Work required – Switch every "Accessibility service" in the rows below to "Vision helper" and write the rows out again with nothing else changed. Leave the pictures out.
----- Data for this exercise
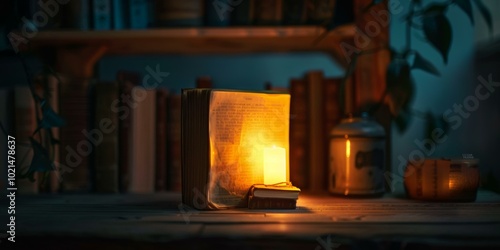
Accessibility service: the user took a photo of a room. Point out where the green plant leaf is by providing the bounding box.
[473,0,493,34]
[453,0,474,25]
[422,13,452,63]
[386,58,414,117]
[411,52,440,76]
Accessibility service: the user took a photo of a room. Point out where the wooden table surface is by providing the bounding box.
[0,191,500,249]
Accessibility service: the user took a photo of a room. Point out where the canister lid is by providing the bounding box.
[330,113,385,137]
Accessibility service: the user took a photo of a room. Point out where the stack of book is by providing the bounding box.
[248,184,300,209]
[16,0,346,30]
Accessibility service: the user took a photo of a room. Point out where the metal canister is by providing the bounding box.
[328,113,385,195]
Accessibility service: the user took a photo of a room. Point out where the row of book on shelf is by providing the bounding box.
[17,0,352,30]
[0,71,341,193]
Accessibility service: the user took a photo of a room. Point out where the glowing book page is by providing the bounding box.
[208,91,290,208]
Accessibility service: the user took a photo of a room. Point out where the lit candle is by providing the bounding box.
----------
Task output –
Vision helper: the user took a photo of a room. Point out where the green plant leaf is by providing the bounding box.
[473,0,493,34]
[453,0,474,25]
[422,13,452,63]
[386,58,414,117]
[411,52,440,76]
Vision helper: the user took a photo of a room. Point out where the wooden table surface is by providing the bounding box.
[0,191,500,249]
Vision helper: the user took a photo of a room. Point out where the canister lid is by providing the bounding box.
[330,113,385,137]
Vision helper: the user took a photo of a room. Point out where the stack of book is by providing the bounding box.
[248,184,300,209]
[16,0,346,30]
Vision helper: the user took a photo of a room. Point out where the metal canister is by providing the bounding box.
[328,113,385,195]
Vision helper: the user took a photo of a room. Point out where the row of book on shelf is by providing the bounding box.
[17,0,352,30]
[0,71,341,193]
Vision helper: the user took a photo of a room. Point out where the glowing book page is by providing the bounding box.
[208,91,290,208]
Vision helper: the user took a photo of a room. Point out where the lit candle is by providing the bounding box.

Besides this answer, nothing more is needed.